Thursday, 14 November 2013

PLIGHTS OF NIGERIAN EDUCATION

 The several deficiencies that rock the educational sector is very palpable and yet, authorities turn their back against it leaving the affected to face it. The Nigerian university which is an institution for learning is a platform of success and not a true test of one’s ability.
Education is an act of training the mind, character and the ability to teach and be thought. It can be described as a major source of civilization and development. As stated, education is usually a way, mode or method through which knowledge is passed on from generation to generation. In order words, education is a form of resolution and evolution.
            In Nigeria today, education suffers several deficiencies. The Nigerian educational sector is faced with a number of challenges or problems which includes lack of access, low discipline, and inadequate funding.
            There are several Nigerian children who ought to be school but still roam about the street. They are not in school due to one challenge or the other. The major problem in the eastern part of the country is that the male children usually leave school giving economic problem as excuse. The male children in this part of the country give up education for vocation and this has been a problem in the eastern part of the country. In the northern part of the country, the female children drop out of school to get married and start up a family of their own. Early marriage has been a major setback for these female children and it is a factor that deprives the female children of education. According to statistics there are more educated male children than female children in the northern part of Nigeria.

STATED EXERCISE
Resume the essay on the problems facing Nigerian education, continuing from its last sentence.

DATA
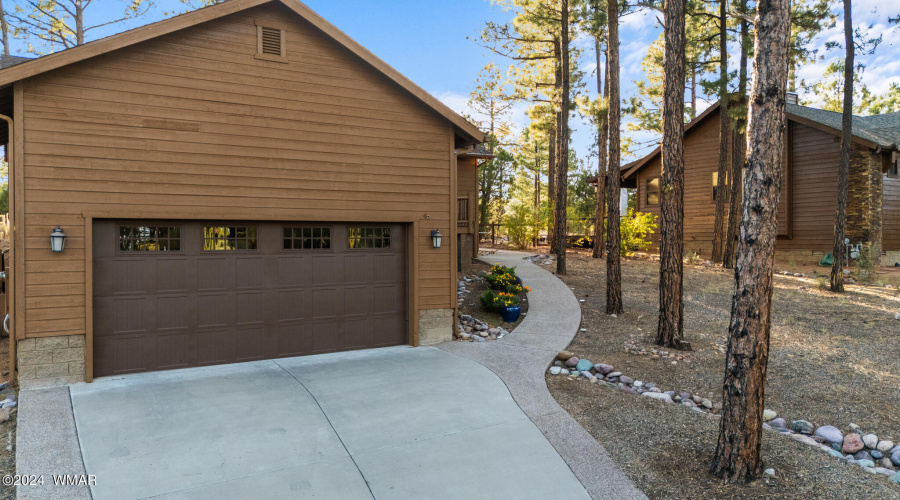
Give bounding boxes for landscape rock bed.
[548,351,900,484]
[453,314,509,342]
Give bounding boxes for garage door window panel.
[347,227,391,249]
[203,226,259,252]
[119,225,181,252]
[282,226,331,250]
---
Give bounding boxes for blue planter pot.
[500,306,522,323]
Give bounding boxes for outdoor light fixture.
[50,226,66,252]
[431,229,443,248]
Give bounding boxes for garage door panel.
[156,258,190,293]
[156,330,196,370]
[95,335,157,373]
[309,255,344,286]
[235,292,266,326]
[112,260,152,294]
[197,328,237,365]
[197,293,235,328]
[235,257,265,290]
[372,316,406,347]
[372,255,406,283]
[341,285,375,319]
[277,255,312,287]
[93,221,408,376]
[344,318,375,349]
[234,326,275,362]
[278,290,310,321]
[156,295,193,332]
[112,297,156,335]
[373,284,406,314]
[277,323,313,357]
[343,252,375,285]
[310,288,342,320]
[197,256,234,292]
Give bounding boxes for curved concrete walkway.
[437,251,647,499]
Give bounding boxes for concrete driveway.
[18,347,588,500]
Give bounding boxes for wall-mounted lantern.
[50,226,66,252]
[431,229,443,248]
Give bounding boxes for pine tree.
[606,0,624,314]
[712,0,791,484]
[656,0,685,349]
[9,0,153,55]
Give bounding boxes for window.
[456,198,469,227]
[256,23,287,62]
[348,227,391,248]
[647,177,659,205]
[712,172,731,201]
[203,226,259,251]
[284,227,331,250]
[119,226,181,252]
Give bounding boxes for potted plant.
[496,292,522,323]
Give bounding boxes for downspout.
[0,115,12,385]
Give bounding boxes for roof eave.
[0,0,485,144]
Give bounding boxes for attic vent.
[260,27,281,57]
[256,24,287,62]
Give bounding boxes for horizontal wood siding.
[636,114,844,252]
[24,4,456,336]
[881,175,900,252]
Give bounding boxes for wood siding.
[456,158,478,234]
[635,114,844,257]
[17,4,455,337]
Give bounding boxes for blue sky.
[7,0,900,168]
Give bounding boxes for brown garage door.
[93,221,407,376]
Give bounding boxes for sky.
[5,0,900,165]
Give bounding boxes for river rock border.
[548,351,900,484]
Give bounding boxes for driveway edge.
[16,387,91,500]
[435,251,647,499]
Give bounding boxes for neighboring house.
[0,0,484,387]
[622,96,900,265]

TASK RESULT
An intractable challenge in the Nigerian educational system is indiscipline. Indiscipline manifest in areas like, educational malpractice, secret cult menace, unprotected sex, unwanted pregnancy, bribery and corruption.
These problems have drifted many people away from schools as people now search for greener pastures in other sector of the country’s economy or outside the country. Primary, secondary and tertiary institutions are grossly underfunded and this is very apparent on the degree of dilapidation that characterizes their buildings and teaching equipment.
 Teachers embark on strike whenever promises made by the government to improve the status of education are not implemented. It has also been argued that financial mismanagement and lack of accountability by officials lead to diverting substantial resources from the educational institution to other end.
            As a matter of fact the Nigerian education sector is heading for the rocks and need intervention of the government and her citizens. The government must apportion more funds to the educational sector and there will be a need for responsible and proper management of funds. Although the western educational tradition has remained the most functional in Nigeria’s educational history and there have been remarkable development in the nation’s educational system at all levels despite the problems that have continued to plaque education in the country. I believe that Nigerian educational sector will be admonished as steadfast if further improvements are made.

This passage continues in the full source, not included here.